## VORLIEGENDER TEXT
>>>>>
Nehmen wir Richard „Groove“ Holmes, den unberechtigterweise stets im Schatten von Jimmy Smith agierenden Hammondorganisten. Sein Live-Album Groove’s Groove zeigt ihn in absoluter Höchstform – und noch dazu darf es als audiophile Perle bezeichnet werden, denn hier ist es den Produzenten gelungen, die mitreißende Live-Atmosphäre eines Clubgigs einzufangen, und diese durch sanfte Eingriffe bei der Post Production in überragender Klangqualität in den Hörraum zu transportieren. Hören wir den Song „Blues All Day Long“. Was fällt über den Power I auf?
<<<<<
## AUFGABE 1
Gib den Abschnitt aus dem Text über Richard „Groove“ Holmes, beginnend mit „Nehmen wir Richard“ und weiter bis „Power I auf?“, noch einmal wieder und benenne dabei „Jimmy Smith“ in „Jimmy McGriff“ um.
## AUFGABE 2
In wessen Schatten agiert Richard „Groove“ Holmes laut dem Text über ihn stets?
Die anschließenden Zeilen stammen aus einer anderen Quelle.

## DATENAUSZUG
>>>>>
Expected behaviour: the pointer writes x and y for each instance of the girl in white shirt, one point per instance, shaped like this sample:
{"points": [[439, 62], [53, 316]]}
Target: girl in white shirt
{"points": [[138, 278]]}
<<<<<
## ANTWORT 1
Nehmen wir Richard „Groove“ Holmes, den unberechtigterweise stets im Schatten von Jimmy McGriff agierenden Hammondorganisten. Sein Live-Album Groove’s Groove zeigt ihn in absoluter Höchstform – und noch dazu darf es als audiophile Perle bezeichnet werden, denn hier ist es den Produzenten gelungen, die mitreißende Live-Atmosphäre eines Clubgigs einzufangen, und diese durch sanfte Eingriffe bei der Post Production in überragender Klangqualität in den Hörraum zu transportieren. Hören wir den Song „Blues All Day Long“. Was fällt über den Power I auf?

## ANTWORT 2
Im Schatten von Jimmy Smith.